What the task requires: Read the data line by line and say how many lines contain the string "white", giving the number alone.

Provided records:
..........
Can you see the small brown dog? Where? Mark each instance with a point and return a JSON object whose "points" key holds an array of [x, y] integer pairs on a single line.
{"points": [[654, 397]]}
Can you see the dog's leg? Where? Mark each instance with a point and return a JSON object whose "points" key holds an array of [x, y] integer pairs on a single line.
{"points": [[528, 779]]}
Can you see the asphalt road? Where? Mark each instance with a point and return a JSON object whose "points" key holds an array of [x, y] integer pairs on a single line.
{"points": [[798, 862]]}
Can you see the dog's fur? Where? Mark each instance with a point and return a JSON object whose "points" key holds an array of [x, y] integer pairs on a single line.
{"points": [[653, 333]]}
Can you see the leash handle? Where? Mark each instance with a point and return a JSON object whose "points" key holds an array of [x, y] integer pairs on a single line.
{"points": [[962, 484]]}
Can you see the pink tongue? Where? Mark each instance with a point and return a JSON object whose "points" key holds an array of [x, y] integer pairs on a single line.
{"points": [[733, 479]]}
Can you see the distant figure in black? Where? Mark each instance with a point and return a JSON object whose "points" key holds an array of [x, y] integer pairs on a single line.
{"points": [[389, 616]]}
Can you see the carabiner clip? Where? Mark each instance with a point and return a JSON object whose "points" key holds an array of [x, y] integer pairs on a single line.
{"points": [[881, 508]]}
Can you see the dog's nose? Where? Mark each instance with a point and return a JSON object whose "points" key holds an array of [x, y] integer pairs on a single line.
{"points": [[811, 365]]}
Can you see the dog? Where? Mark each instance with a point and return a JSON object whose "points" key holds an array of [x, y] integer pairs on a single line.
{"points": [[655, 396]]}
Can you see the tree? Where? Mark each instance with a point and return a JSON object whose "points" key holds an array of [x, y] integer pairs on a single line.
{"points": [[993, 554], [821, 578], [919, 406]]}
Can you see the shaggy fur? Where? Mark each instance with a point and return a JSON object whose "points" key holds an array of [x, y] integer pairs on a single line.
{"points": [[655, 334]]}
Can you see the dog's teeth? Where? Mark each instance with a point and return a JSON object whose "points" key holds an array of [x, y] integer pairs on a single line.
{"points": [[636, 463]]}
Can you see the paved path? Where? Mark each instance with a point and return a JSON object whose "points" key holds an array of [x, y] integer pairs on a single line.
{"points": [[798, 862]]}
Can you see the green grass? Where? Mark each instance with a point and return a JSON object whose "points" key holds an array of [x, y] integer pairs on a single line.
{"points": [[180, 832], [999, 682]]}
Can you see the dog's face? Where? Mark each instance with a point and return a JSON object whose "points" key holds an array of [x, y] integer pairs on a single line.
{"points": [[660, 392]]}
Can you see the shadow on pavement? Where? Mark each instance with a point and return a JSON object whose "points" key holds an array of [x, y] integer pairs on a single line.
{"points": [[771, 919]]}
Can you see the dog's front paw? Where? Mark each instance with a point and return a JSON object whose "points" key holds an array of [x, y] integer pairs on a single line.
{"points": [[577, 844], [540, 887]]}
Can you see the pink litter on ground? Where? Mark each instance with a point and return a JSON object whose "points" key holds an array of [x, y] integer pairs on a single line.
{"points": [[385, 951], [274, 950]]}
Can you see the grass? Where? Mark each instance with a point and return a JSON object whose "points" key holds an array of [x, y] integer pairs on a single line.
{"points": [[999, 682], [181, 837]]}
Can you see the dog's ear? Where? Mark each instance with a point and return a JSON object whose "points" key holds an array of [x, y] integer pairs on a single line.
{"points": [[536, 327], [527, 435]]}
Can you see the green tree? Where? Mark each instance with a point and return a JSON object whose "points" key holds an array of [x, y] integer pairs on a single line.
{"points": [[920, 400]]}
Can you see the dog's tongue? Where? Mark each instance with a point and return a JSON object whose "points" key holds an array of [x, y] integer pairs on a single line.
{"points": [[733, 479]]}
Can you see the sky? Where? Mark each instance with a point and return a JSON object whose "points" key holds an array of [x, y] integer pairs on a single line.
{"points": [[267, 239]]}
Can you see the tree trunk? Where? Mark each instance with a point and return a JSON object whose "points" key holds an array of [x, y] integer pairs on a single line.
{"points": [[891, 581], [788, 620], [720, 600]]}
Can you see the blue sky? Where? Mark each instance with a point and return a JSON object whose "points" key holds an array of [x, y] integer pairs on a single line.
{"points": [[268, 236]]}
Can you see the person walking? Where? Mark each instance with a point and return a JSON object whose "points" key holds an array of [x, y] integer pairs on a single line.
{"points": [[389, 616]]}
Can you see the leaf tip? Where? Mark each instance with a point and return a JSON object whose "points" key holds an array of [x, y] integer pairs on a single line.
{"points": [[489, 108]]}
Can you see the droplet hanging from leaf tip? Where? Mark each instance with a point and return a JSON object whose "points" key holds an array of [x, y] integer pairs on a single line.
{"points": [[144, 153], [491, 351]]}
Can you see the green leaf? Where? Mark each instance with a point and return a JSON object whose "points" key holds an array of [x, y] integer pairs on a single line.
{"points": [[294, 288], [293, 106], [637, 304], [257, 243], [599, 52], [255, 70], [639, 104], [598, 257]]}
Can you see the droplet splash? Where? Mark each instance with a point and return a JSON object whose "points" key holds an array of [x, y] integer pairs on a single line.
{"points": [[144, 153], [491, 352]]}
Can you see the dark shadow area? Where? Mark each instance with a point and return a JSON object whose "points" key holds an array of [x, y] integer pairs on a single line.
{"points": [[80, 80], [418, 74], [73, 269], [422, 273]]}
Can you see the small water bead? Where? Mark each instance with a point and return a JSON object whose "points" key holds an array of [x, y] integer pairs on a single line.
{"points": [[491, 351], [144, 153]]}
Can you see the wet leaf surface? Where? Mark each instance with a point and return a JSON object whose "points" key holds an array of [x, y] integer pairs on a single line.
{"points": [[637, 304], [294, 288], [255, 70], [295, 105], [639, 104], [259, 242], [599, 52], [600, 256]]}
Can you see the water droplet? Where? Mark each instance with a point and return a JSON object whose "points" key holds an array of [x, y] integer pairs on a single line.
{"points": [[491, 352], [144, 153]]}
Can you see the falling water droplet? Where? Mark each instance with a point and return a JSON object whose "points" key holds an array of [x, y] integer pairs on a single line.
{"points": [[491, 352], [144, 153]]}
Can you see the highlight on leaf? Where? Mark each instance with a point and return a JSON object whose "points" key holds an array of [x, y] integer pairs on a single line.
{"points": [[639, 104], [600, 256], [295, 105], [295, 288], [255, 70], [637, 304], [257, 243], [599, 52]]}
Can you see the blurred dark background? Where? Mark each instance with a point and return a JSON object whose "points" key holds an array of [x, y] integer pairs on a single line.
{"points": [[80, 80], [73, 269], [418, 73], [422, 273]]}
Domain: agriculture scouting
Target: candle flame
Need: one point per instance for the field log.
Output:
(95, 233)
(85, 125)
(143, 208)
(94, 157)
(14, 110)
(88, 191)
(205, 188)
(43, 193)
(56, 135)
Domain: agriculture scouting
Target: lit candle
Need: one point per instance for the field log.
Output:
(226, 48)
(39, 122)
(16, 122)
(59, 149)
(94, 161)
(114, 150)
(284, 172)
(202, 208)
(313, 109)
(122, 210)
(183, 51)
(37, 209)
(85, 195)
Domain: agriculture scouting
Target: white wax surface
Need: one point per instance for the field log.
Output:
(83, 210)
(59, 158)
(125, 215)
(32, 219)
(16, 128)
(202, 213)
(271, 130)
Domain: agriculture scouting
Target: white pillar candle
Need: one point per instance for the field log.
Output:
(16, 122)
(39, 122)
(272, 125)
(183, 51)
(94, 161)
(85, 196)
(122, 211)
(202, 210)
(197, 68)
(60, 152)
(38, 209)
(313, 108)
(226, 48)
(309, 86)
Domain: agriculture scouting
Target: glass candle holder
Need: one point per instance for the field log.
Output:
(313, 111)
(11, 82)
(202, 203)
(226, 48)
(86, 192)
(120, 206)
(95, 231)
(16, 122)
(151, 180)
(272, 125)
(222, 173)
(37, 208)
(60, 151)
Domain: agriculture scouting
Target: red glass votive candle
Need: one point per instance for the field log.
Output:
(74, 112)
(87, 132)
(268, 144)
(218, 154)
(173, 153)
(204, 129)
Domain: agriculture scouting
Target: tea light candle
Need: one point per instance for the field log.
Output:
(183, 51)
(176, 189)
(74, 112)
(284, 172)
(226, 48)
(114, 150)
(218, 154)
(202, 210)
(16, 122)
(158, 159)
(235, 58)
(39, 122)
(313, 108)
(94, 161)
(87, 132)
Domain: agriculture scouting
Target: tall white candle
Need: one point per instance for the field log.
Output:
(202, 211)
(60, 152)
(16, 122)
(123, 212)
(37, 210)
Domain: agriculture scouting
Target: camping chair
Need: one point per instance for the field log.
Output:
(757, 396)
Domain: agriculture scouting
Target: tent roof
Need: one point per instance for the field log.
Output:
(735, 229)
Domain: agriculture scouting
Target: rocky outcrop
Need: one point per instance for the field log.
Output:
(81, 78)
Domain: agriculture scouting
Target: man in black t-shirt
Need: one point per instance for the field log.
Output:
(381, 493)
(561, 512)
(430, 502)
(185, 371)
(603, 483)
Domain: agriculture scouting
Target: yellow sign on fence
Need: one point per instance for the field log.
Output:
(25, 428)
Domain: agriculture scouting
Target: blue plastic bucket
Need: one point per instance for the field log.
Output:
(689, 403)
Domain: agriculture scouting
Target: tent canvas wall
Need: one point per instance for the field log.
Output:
..........
Solution for this task: 3